For the respondents there was a brief and oral argument by John W. Emmerling of Milwaukee.

On August 30, 1957, George and Angeline Peebles petitioned for adoption of Lois Ann Brown. They alleged that Lois' guardian was the Department of Public Welfare, Milwaukee county, that it had refused to consent to the adoption and that the refusal was arbitrary, capricious, and not based on substantial evidence. The department filed a summary of its reasons for withholding its consent. The reasons were stated in three paragraphs. In substance, the first states that Mr. and Mrs. Peebles were older than deemed advisable for adopting parents; the second states that there was a relationship and dispute between the natural mother and Mrs. Peebles over the placement of the child; and the third set forth various evaluations of personal attitudes and traits of Mr. and Mrs. Peebles. The proceeding at this stage was governed by sec. 48.85, Stats.

After extended hearings the court filed a decision on March 25, 1958. It found that the guardian's refusal to consent was arbitrary, capricious, and without substantial evidence and waived the requirement that the guardian consent. On July 1, 1958, the court entered an order of adoption as prayed for by petitioners. The department appealed.

On September 10, 1958, we heard arguments on a motion to dismiss this appeal, on the merits of the appeal, and on an alternative writ of prohibition. We denied the motion to dismiss and allowed time for the filing of briefs, first by appellant and later by respondents. Respondents' brief reached us October 29th.

The principal facts (most of which are not in dispute) are as follows: Lois was born August 21, 1955. Her mother, Mrs. Brown, was married but separated from her husband. Mrs. Brown had been going out with a nephew of Mrs. Peebles' first husband and had met the Peebles through the nephew, Kenneth. Lois was brought to the Peebles' home by Mrs. Brown and Kenneth on August 27, 1955, and remained there until the department recovered the child from the Peebles in a habeas corpus proceeding September 20, 1957.

In the summer of 1956, Mrs. Brown asked the Peebles to return the child, but the Peebles refused. Mrs. Brown started habeas corpus proceedings to recover the child, and a hearing was ultimately held in children's court on September 7, 1956. The Peebles claimed the child had been left with them for adoption; Mrs. Brown disputed the claim; and the children's court found that Mrs. Brown had abandoned Lois. At that time Judge KENNEY placed Lois temporarily in the custody of the department, but said that the department "may make arrangements, if they so see fit, to have the child temporarily with the Peebles." Judge KENNEY also stated:

"At this time I want to be perfectly fair to them and blunt, that there is no indication at this time from the court . . . I'm not stating that the child will be or will not ever be in a position so that you can adopt it. The longer it stays in your home, the more you are becoming attached to it. If, after due conference among yourselves, you come to the point . . . that you don't want to grow more attached to it, so inform the Department of Public Welfare and other temporary plan will be made until this matter can be adjudicated."

■ ■ ■ ■

PROBLEM SET:
- 1) In the court opinion, rewrite the paragraph beginning "After extended hearings the court" in fewer words, keeping its main facts.
- 2) Repeat the part of the court opinion starting at "On September 10, 1958, we" and ending at "September 20, 1957.".
- 3) Translate this sentence from the court opinion into Spanish: "Her mother, Mrs. Brown, was married but separated from her husband."

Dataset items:
■ ■ ■ ■

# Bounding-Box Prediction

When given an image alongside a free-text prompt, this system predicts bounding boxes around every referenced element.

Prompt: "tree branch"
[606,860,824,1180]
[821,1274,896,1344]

■ ■ ■ ■

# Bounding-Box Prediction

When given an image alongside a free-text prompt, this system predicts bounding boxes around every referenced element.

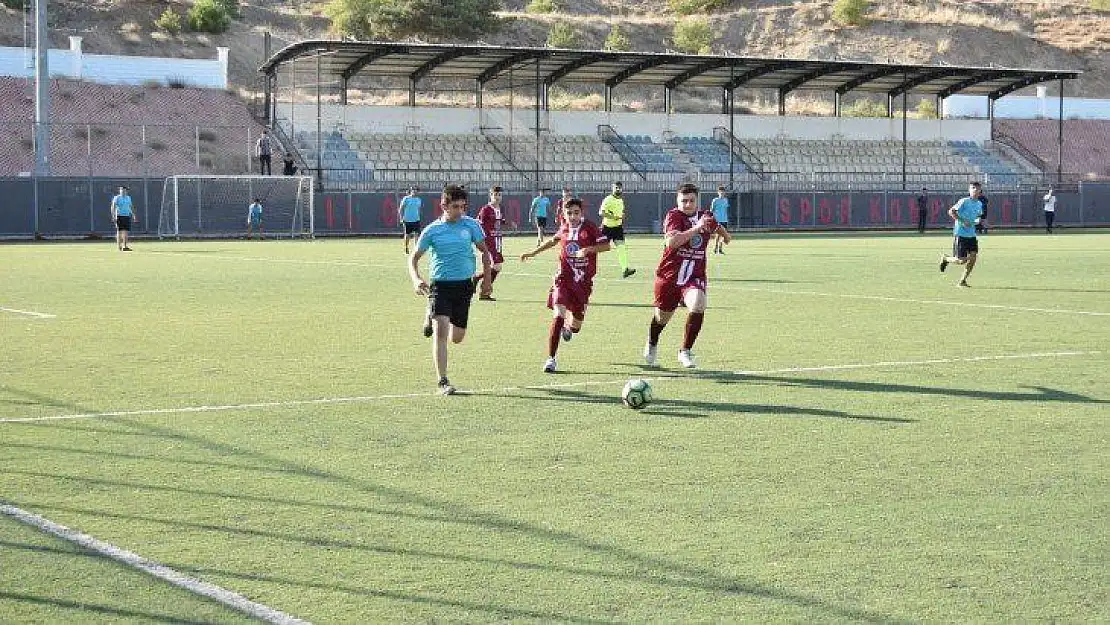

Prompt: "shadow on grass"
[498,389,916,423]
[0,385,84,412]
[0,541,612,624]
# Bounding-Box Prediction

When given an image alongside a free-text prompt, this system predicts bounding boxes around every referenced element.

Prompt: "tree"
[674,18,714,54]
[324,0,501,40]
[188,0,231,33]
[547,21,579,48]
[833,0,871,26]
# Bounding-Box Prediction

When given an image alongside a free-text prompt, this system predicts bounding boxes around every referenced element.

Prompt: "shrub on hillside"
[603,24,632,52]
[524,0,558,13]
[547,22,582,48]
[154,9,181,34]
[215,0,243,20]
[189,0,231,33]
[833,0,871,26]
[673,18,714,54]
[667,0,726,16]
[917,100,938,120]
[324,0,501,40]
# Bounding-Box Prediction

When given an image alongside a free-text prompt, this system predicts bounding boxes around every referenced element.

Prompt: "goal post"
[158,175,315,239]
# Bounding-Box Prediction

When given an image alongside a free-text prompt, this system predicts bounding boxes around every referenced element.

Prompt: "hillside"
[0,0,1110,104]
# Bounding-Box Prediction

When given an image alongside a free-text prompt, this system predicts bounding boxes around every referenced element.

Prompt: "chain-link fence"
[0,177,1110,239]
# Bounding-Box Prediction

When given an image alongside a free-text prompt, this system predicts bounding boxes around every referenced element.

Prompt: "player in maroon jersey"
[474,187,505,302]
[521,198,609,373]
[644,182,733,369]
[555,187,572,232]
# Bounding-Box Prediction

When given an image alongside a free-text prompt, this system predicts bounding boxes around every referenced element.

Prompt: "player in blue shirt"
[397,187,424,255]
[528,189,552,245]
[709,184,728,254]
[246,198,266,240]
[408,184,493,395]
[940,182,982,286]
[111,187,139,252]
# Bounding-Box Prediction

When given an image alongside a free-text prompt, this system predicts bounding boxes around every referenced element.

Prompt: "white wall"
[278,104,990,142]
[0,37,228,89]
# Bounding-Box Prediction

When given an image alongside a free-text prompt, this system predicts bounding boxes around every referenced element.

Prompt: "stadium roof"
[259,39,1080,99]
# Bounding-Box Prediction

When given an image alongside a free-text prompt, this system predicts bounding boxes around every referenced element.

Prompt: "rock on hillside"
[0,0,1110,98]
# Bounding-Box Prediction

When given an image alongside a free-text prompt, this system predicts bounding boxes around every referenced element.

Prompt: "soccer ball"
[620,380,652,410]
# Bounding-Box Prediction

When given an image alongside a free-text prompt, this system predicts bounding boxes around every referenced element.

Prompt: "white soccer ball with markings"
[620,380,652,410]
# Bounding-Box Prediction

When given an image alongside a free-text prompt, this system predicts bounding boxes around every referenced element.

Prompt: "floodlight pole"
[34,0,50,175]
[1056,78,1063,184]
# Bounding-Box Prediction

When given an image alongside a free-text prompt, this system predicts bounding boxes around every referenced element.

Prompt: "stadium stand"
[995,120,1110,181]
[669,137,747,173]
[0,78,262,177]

■ ■ ■ ■

EXERCISE SOLUTIONS:
- 1) On March 25, 1958, after long hearings, the court ruled that the guardian's refusal to consent was arbitrary, capricious, and without substantial evidence, and it dropped the consent requirement. On July 1, 1958, it granted the petitioners' adoption, and the department appealed.

- 2)
On September 10, 1958, we heard arguments on a motion to dismiss this appeal, on the merits of the appeal, and on an alternative writ of prohibition. We denied the motion to dismiss and allowed time for the filing of briefs, first by appellant and later by respondents. Respondents' brief reached us October 29th.

The principal facts (most of which are not in dispute) are as follows: Lois was born August 21, 1955. Her mother, Mrs. Brown, was married but separated from her husband. Mrs. Brown had been going out with a nephew of Mrs. Peebles' first husband and had met the Peebles through the nephew, Kenneth. Lois was brought to the Peebles' home by Mrs. Brown and Kenneth on August 27, 1955, and remained there until the department recovered the child from the Peebles in a habeas corpus proceeding September 20, 1957.

- 3) Su madre, la señora Brown, estaba casada pero separada de su esposo.